▸ Testo fornito:
··········

La storia che chiede salvezza. 'Dove non mi ha portata', il libro di Maria Grazia Calandrone

L'autrice ricostruisce i passi compiuti nel 1965 dai genitori, una donna e un uomo annientati da una società ipocrita e impietosa, prima di metterla in salvo in un parco romano e togliersi la vita

Mercoledi, 28/12/2022 - Quando una persona viene a mancare, spesso alle espressioni di cordoglio si inanellano le testimonianze di chi l’ha vista l’ultima volta, e delle ultime parole scambiate. Quasi che l’aver veduta una persona prima della sua dipartita comprovi il triste avvenimento. E così, tutte quelle immagini, insieme con le frasi pronunciate, compongono un mosaico prezioso per i cari che restano, una sorta di ultimo album dei ricordi da stringere e portarsi dietro. Solitamente, tutto ciò avviene nei giorni immediatamente successivi al decesso.
Maria Grazia Calandrone, invece, compone l’album cinquantasei anni dopo, e lo restituisce attraverso il suo ultimo romanzo, "Dove non mi hai portata", edito da Einaudi, dalla copertina magnifica.

··········

▸ Record forniti:
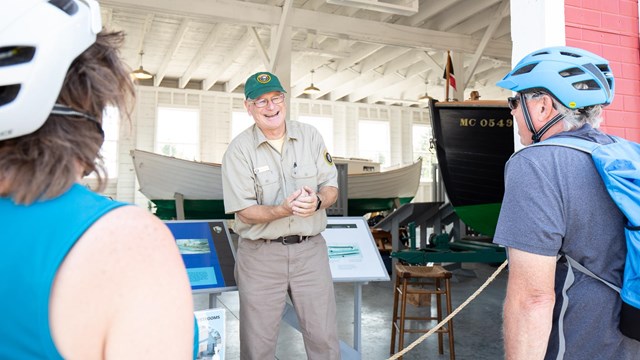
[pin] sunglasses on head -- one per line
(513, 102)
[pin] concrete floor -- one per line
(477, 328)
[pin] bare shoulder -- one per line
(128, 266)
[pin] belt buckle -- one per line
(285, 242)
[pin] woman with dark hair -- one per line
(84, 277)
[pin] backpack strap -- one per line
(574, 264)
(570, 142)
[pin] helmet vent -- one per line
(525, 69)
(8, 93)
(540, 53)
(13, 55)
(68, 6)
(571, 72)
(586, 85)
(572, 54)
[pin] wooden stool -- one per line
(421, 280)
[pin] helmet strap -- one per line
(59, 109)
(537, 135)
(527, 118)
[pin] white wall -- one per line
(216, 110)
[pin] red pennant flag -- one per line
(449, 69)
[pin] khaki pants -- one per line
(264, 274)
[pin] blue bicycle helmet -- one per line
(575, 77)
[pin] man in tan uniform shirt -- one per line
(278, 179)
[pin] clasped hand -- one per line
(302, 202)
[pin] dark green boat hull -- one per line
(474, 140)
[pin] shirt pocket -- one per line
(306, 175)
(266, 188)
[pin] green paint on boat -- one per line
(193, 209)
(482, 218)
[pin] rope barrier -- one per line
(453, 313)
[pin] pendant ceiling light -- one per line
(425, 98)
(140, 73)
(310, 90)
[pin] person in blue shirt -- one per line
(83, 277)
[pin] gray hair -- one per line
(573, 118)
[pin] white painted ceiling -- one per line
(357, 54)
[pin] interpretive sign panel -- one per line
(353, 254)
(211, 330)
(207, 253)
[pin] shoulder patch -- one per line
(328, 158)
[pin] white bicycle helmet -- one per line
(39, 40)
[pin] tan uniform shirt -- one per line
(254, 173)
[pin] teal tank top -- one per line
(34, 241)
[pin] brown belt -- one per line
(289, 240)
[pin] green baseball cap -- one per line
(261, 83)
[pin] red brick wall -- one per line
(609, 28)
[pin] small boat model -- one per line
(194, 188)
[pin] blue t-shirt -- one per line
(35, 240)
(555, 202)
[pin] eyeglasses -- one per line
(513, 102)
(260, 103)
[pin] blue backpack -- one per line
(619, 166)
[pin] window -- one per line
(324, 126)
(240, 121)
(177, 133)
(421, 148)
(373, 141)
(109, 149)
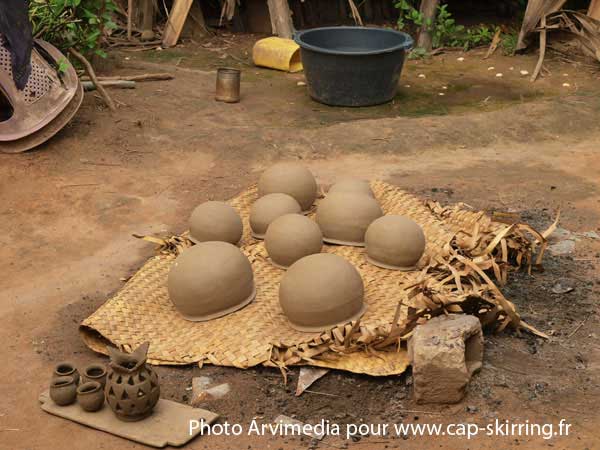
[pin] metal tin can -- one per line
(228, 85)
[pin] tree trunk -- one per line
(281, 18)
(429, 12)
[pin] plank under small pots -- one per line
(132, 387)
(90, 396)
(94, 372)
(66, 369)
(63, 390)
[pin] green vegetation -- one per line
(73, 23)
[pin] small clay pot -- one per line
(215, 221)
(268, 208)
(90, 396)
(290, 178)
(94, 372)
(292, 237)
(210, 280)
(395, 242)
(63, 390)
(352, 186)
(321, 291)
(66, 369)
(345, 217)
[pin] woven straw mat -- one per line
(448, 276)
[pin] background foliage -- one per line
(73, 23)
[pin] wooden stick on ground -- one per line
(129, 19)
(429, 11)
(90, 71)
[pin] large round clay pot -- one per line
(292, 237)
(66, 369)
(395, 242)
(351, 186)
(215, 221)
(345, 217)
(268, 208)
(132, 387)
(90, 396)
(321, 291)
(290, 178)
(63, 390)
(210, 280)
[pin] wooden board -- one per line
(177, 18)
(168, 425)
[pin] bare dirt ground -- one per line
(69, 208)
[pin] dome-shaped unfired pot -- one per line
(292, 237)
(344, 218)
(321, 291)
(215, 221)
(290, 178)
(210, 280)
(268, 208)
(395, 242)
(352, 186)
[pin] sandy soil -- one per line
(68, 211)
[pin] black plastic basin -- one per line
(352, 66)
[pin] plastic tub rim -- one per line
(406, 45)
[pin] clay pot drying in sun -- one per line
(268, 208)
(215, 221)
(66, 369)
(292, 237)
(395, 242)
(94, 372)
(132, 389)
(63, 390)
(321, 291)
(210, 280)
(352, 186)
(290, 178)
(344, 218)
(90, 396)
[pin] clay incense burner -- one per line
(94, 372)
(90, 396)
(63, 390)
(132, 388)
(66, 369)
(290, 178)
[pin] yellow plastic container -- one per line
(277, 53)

··········

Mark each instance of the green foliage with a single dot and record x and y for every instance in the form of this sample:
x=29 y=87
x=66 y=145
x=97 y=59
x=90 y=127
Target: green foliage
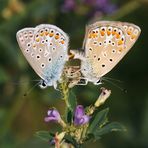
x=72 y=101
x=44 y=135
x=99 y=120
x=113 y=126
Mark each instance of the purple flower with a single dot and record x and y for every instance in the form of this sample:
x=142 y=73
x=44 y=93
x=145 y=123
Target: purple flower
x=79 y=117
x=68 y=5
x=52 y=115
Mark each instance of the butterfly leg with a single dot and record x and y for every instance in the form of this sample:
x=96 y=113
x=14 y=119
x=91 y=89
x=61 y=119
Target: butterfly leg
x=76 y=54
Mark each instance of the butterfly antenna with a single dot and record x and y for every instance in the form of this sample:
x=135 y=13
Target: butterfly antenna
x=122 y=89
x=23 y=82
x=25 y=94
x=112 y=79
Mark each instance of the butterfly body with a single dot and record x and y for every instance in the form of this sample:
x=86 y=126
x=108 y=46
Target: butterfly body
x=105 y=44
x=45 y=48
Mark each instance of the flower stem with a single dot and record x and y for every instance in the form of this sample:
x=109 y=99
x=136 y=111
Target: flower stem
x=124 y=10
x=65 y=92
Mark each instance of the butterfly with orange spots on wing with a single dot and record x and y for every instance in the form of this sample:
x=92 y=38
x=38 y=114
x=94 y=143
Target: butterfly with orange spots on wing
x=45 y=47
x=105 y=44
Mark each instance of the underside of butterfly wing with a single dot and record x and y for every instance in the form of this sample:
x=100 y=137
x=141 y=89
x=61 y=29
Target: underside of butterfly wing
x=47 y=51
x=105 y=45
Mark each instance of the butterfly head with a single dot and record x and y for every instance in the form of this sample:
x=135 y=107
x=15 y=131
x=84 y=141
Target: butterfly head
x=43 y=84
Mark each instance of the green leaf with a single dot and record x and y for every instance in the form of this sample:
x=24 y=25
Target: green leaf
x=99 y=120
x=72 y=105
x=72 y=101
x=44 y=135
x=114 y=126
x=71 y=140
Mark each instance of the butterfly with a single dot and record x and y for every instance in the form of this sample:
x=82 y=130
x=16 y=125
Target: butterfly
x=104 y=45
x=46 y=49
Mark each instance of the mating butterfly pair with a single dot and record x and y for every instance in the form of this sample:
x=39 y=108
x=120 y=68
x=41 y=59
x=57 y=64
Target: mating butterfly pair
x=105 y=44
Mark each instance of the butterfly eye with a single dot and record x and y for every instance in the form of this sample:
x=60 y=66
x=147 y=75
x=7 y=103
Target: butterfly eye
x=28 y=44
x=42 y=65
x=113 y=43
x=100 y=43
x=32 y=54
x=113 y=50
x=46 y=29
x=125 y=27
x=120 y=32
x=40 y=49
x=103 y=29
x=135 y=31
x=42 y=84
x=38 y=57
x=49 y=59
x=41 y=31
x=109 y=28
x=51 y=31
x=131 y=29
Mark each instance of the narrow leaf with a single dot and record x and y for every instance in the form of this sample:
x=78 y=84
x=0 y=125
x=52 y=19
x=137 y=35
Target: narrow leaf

··········

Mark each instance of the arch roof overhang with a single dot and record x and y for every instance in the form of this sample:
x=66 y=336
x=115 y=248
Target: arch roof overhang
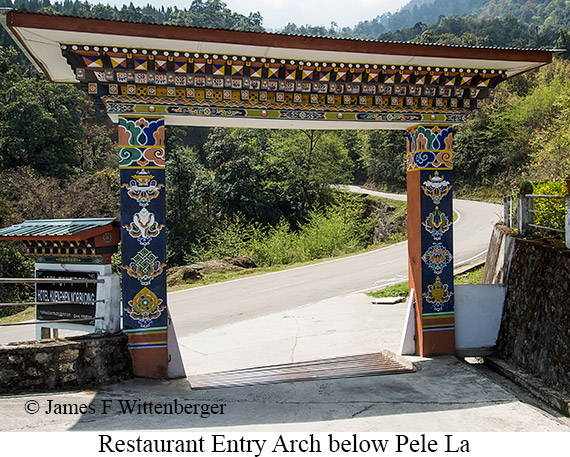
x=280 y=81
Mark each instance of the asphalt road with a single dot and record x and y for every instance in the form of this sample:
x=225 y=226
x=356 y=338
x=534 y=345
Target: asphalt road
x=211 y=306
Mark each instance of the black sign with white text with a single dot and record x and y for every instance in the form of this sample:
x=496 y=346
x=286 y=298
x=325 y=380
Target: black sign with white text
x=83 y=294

··········

▸ Compiti da svolgere:
A. Riporta dal testo sul romanzo di Maria Grazia Calandrone il passo che inizia con "Mercoledi, 28/12/2022 - Quando" e termina con "dalla copertina magnifica.".
B. Rispondi alle seguenti domande sul testo sul romanzo di Maria Grazia Calandrone:
(i) In quale anno si collocano i passi dei genitori ricostruiti dall'autrice?
(ii) In quale luogo i genitori mettono in salvo l'autrice?
(iii) Quale casa editrice pubblica il romanzo?
C. Prosegui il testo sul romanzo di Maria Grazia Calandrone a partire dall'ultima frase riportata.

▸ Risposte ai compiti:
A.
Mercoledi, 28/12/2022 - Quando una persona viene a mancare, spesso alle espressioni di cordoglio si inanellano le testimonianze di chi l’ha vista l’ultima volta, e delle ultime parole scambiate. Quasi che l’aver veduta una persona prima della sua dipartita comprovi il triste avvenimento. E così, tutte quelle immagini, insieme con le frasi pronunciate, compongono un mosaico prezioso per i cari che restano, una sorta di ultimo album dei ricordi da stringere e portarsi dietro. Solitamente, tutto ciò avviene nei giorni immediatamente successivi al decesso.
Maria Grazia Calandrone, invece, compone l’album cinquantasei anni dopo, e lo restituisce attraverso il suo ultimo romanzo, "Dove non mi hai portata", edito da Einaudi, dalla copertina magnifica.

B.
(i) Nel 1965.
(ii) In un parco romano.
(iii) Einaudi.

C.
Evidentemente, doveva scorrere un po’ di vita prima che l’autrice riuscisse ad affrontare le ricerche e i loro risultati, doveva arrivare il momento giusto (“Oh, le cose lavorano dentro di noi, che non sappiamo niente”). Il libro infatti si presenta come un’indagine: scoprire come sono andate davvero le cose quando i suoi genitori la lasciarono in un parco romano e si allontanarono per porre fine ai loro giorni. È il 1965. Lucia, la madre, invierà all’ “Unità” una lettera in cui rivelerà l’identità di quella piccola di otto mesi e spiegherà il suo gesto.
Una lettera senza fronzoli, senza accuse verso quella società ipocrita che l’aveva costretta a una scelta estrema, essendo fuggita da un marito violento e avendo accolto l’amore di un uomo già sposato.
Un messaggio asciutto, dove si percepisce che la vita è già scivolata via dalle dita di chi lo scrive.
E asciutto è anche il resoconto di questa inchiesta di Maria Grazia Calandrone che, invece, di vita è impregnata.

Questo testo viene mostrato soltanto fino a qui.